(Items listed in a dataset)
========================
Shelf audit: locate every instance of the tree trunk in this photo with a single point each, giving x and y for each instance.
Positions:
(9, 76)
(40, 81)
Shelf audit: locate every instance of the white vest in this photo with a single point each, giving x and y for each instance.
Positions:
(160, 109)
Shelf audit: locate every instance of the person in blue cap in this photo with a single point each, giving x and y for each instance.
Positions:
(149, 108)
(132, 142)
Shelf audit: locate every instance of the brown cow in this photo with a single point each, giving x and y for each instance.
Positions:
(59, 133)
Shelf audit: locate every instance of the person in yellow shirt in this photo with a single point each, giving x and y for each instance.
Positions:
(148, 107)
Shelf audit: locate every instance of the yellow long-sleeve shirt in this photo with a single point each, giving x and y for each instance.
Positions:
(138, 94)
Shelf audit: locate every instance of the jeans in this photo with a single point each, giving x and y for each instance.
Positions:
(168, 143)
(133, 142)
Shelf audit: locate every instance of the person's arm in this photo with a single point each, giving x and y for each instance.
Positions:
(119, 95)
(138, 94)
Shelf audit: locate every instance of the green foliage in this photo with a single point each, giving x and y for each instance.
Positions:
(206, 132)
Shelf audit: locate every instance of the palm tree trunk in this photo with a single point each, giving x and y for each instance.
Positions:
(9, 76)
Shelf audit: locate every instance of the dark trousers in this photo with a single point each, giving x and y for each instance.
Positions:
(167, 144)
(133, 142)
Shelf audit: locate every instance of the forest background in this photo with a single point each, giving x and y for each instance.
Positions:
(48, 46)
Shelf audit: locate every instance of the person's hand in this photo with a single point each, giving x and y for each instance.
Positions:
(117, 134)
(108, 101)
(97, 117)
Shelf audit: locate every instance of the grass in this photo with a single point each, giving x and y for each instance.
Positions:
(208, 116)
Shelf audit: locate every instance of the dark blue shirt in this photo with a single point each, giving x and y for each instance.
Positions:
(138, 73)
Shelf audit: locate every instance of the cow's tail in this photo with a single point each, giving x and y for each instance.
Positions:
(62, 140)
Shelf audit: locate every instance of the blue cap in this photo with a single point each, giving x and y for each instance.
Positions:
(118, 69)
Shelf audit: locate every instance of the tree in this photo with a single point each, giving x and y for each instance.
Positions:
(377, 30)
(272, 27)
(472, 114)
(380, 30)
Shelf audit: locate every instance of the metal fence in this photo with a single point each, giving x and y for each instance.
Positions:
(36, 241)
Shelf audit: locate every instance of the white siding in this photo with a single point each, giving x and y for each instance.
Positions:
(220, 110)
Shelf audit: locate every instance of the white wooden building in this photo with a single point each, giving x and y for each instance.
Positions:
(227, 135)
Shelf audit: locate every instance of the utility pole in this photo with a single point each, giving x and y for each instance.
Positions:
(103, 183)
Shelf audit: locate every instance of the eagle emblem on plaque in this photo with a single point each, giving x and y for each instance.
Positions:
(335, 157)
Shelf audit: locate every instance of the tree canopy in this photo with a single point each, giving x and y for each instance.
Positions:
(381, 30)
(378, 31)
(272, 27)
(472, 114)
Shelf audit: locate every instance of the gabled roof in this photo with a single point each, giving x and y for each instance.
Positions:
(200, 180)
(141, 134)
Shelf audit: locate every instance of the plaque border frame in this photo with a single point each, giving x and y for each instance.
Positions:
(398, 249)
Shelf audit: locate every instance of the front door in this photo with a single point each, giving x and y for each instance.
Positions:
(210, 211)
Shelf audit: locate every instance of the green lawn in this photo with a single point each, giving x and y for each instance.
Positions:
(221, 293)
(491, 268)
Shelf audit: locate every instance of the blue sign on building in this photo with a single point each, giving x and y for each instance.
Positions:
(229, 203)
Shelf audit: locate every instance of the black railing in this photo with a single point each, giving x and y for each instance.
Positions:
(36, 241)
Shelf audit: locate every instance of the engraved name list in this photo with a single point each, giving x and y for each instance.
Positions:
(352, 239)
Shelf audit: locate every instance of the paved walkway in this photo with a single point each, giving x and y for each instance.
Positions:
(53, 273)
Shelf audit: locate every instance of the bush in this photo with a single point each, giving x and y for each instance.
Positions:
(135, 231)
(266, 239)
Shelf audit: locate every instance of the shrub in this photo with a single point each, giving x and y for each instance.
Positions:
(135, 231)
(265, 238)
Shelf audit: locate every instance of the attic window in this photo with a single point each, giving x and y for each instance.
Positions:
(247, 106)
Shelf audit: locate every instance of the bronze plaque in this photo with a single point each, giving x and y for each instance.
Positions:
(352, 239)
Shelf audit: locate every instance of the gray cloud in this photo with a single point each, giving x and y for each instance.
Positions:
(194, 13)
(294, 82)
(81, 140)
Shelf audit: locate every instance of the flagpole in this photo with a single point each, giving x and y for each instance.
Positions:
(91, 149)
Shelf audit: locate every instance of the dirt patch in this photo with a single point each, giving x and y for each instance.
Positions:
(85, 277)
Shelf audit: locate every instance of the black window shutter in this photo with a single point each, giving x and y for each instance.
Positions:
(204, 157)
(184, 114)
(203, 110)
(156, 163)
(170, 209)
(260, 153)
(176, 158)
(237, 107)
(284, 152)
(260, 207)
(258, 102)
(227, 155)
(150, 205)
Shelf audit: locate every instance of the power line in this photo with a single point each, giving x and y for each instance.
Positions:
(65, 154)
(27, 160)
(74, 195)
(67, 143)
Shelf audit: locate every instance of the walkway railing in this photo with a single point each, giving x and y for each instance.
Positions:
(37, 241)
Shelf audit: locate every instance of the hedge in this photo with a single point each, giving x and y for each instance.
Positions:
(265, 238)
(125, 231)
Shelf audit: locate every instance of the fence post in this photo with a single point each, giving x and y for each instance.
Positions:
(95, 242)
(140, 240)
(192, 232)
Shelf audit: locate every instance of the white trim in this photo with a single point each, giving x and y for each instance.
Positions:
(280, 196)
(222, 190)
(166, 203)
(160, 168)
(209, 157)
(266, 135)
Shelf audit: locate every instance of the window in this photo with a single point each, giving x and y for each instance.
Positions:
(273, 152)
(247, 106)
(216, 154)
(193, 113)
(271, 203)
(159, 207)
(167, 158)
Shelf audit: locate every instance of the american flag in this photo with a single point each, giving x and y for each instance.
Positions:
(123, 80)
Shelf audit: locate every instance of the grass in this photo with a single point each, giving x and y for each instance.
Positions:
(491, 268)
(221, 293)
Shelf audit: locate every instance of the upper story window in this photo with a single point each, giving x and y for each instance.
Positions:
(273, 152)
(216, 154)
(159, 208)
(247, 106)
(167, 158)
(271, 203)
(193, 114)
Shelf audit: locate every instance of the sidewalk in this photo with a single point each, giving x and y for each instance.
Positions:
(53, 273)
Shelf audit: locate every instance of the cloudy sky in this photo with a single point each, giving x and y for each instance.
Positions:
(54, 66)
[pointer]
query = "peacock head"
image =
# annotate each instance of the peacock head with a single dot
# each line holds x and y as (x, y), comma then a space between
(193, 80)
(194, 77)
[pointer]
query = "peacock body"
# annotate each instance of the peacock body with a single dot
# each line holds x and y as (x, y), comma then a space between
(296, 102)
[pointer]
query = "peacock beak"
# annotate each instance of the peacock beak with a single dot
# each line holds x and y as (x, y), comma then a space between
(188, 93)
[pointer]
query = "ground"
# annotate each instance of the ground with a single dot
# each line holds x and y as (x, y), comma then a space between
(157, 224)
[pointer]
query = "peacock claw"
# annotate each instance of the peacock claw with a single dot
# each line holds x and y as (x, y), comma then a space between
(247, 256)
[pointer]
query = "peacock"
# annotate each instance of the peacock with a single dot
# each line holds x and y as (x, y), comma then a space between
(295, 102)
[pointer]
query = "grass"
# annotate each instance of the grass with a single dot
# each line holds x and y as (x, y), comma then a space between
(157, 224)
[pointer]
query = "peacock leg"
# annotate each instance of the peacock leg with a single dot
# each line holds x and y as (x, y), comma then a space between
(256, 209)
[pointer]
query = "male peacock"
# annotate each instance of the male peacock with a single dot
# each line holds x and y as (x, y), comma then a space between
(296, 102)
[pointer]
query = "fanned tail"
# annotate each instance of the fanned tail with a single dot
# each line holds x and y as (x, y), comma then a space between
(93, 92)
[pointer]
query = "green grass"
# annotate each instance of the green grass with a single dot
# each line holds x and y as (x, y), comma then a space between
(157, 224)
========================
TASK STATEMENT: Check each line of the data above for the string "yellow", and copy the ones that have it.

WORKED SOLUTION:
Shelf audit: locate every instance of the person in yellow shirt in this photo with a single point each, giving x and y for each instance.
Shelf audit: locate every instance of the yellow long-sleeve shirt in this photo with a single point each, giving x and y for each instance.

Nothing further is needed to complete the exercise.